• Description of the task: Copy out the records below, switching every "kettle" to "teapot" and changing nothing else.

(Excerpts of bounding box data)

****************

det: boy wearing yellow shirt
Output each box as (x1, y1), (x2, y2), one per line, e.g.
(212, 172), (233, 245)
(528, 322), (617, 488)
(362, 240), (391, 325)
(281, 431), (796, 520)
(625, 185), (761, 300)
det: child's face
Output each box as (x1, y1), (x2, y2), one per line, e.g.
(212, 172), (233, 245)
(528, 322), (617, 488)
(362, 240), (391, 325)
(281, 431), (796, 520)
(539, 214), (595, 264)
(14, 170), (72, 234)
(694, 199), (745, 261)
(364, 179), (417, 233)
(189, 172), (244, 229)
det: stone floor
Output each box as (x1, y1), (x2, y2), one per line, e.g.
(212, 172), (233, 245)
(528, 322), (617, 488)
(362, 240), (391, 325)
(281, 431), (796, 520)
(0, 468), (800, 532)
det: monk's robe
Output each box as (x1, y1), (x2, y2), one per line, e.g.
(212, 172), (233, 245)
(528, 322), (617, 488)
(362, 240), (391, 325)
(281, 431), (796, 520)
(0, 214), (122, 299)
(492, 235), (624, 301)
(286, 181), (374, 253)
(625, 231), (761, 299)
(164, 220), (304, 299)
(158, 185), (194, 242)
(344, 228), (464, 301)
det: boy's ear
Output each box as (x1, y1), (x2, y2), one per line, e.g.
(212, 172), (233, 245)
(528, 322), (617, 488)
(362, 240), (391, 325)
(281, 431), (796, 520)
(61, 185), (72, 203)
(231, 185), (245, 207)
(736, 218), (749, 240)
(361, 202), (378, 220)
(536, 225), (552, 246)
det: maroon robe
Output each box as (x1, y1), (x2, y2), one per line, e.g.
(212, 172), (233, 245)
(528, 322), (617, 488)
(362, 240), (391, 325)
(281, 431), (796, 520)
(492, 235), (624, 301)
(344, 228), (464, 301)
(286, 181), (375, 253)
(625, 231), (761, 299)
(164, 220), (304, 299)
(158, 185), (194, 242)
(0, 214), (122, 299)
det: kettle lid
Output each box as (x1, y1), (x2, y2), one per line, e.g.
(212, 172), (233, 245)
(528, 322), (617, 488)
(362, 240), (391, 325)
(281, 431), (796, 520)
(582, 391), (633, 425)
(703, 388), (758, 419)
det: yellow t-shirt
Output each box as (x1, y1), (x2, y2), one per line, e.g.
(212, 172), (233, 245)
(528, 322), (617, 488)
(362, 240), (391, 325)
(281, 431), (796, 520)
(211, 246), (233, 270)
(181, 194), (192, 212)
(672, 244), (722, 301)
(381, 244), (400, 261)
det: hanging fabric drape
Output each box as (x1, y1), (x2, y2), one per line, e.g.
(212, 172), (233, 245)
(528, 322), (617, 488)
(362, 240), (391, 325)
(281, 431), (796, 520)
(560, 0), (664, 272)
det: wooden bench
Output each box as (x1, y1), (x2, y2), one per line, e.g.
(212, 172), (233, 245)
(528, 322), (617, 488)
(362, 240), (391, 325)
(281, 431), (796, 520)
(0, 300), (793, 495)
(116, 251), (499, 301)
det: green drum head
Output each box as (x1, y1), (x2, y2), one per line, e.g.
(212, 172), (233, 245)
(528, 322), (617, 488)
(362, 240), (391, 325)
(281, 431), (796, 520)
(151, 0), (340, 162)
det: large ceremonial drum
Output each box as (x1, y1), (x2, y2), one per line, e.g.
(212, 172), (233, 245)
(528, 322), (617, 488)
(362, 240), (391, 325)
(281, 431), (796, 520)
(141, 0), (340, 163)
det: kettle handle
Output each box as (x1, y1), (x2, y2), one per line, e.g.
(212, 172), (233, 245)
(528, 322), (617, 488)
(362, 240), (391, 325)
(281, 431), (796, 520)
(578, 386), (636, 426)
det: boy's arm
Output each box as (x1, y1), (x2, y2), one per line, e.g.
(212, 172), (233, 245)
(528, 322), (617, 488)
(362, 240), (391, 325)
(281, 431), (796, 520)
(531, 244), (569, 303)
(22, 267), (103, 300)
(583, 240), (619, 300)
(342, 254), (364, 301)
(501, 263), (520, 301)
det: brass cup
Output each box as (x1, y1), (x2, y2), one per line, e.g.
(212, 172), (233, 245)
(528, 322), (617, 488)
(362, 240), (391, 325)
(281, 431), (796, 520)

****************

• Output for this exercise:
det: boy wearing yellow shirt
Output each box as (x1, y1), (x2, y2), one per line, e.g.
(212, 172), (233, 245)
(528, 322), (617, 488)
(362, 240), (391, 325)
(281, 431), (796, 520)
(625, 185), (761, 300)
det: child's face
Output each box as (x1, y1), (x2, y2), one per line, e.g.
(212, 172), (233, 245)
(528, 322), (617, 488)
(362, 240), (391, 325)
(281, 431), (796, 520)
(539, 214), (595, 264)
(14, 170), (72, 234)
(694, 199), (745, 261)
(364, 179), (417, 233)
(189, 172), (244, 229)
det: stone floor
Output each box as (x1, y1), (x2, y2), one per line, e.g.
(212, 172), (233, 245)
(528, 322), (617, 488)
(362, 240), (391, 325)
(281, 431), (796, 520)
(0, 468), (800, 532)
det: monk's robe
Output each box as (x1, y1), (x2, y2), one per line, e.g.
(212, 172), (233, 245)
(528, 322), (617, 488)
(362, 240), (391, 325)
(281, 431), (796, 520)
(0, 214), (122, 299)
(492, 235), (624, 301)
(286, 181), (374, 253)
(625, 231), (761, 299)
(164, 220), (304, 299)
(158, 185), (194, 242)
(344, 228), (464, 301)
det: boy's ear
Output each box as (x1, y1), (x2, y2), one per line, e.g.
(212, 172), (233, 245)
(528, 322), (617, 488)
(362, 240), (391, 325)
(281, 431), (796, 520)
(61, 185), (72, 203)
(231, 185), (245, 207)
(736, 218), (749, 240)
(361, 202), (378, 220)
(536, 225), (552, 246)
det: maroon robe
Output each box as (x1, y1), (x2, y2), one per line, e.g.
(212, 172), (233, 245)
(528, 322), (617, 488)
(362, 240), (391, 325)
(281, 431), (796, 520)
(492, 235), (624, 301)
(344, 228), (464, 301)
(286, 181), (375, 253)
(625, 231), (761, 299)
(164, 220), (304, 299)
(158, 185), (194, 242)
(0, 214), (122, 299)
det: teapot lid
Output each box as (x1, y1), (x2, y2), one per line, e.g.
(212, 172), (233, 245)
(528, 322), (617, 488)
(362, 240), (391, 325)
(281, 431), (796, 520)
(582, 391), (633, 425)
(703, 388), (758, 419)
det: yellow t-shirt
Output each box as (x1, y1), (x2, y2), one per line, e.g.
(212, 172), (233, 245)
(528, 322), (617, 488)
(362, 240), (391, 325)
(281, 431), (796, 520)
(211, 246), (233, 270)
(181, 194), (192, 212)
(672, 244), (722, 301)
(381, 244), (400, 261)
det: hanging fabric drape
Output each box as (x1, y1), (x2, y2), one per line, e.g.
(212, 172), (233, 245)
(528, 322), (617, 488)
(362, 240), (391, 325)
(281, 431), (796, 520)
(560, 0), (664, 272)
det: wooden bench
Output each box as (x1, y1), (x2, y2), one per line, e.g.
(212, 172), (233, 245)
(528, 322), (617, 488)
(362, 240), (391, 325)
(281, 431), (796, 520)
(0, 300), (793, 495)
(116, 251), (499, 301)
det: green drum head
Output each box as (x1, y1), (x2, y2), one per line, e.g.
(212, 172), (233, 245)
(528, 322), (617, 488)
(362, 240), (391, 325)
(281, 431), (796, 520)
(151, 0), (340, 162)
det: large ceremonial drum
Output each box as (x1, y1), (x2, y2), one per line, e.g.
(212, 172), (233, 245)
(528, 322), (617, 488)
(362, 240), (391, 325)
(281, 431), (796, 520)
(141, 0), (340, 163)
det: teapot handle
Output each box as (x1, y1), (x2, y2), one per line, e.g.
(212, 172), (233, 245)
(528, 322), (617, 488)
(362, 240), (391, 325)
(281, 431), (796, 520)
(578, 386), (636, 426)
det: boy's arm
Output each box as (x1, y1), (x2, y2), one per line, e.g.
(212, 172), (233, 245)
(528, 322), (617, 488)
(362, 240), (391, 325)
(281, 431), (796, 520)
(531, 244), (569, 303)
(22, 267), (103, 300)
(583, 240), (619, 300)
(342, 254), (364, 301)
(501, 263), (520, 301)
det: brass cup
Output each box as (x1, y1), (x2, y2), one per line, e.g.
(212, 172), (233, 245)
(528, 322), (617, 488)
(362, 240), (391, 325)
(281, 431), (796, 520)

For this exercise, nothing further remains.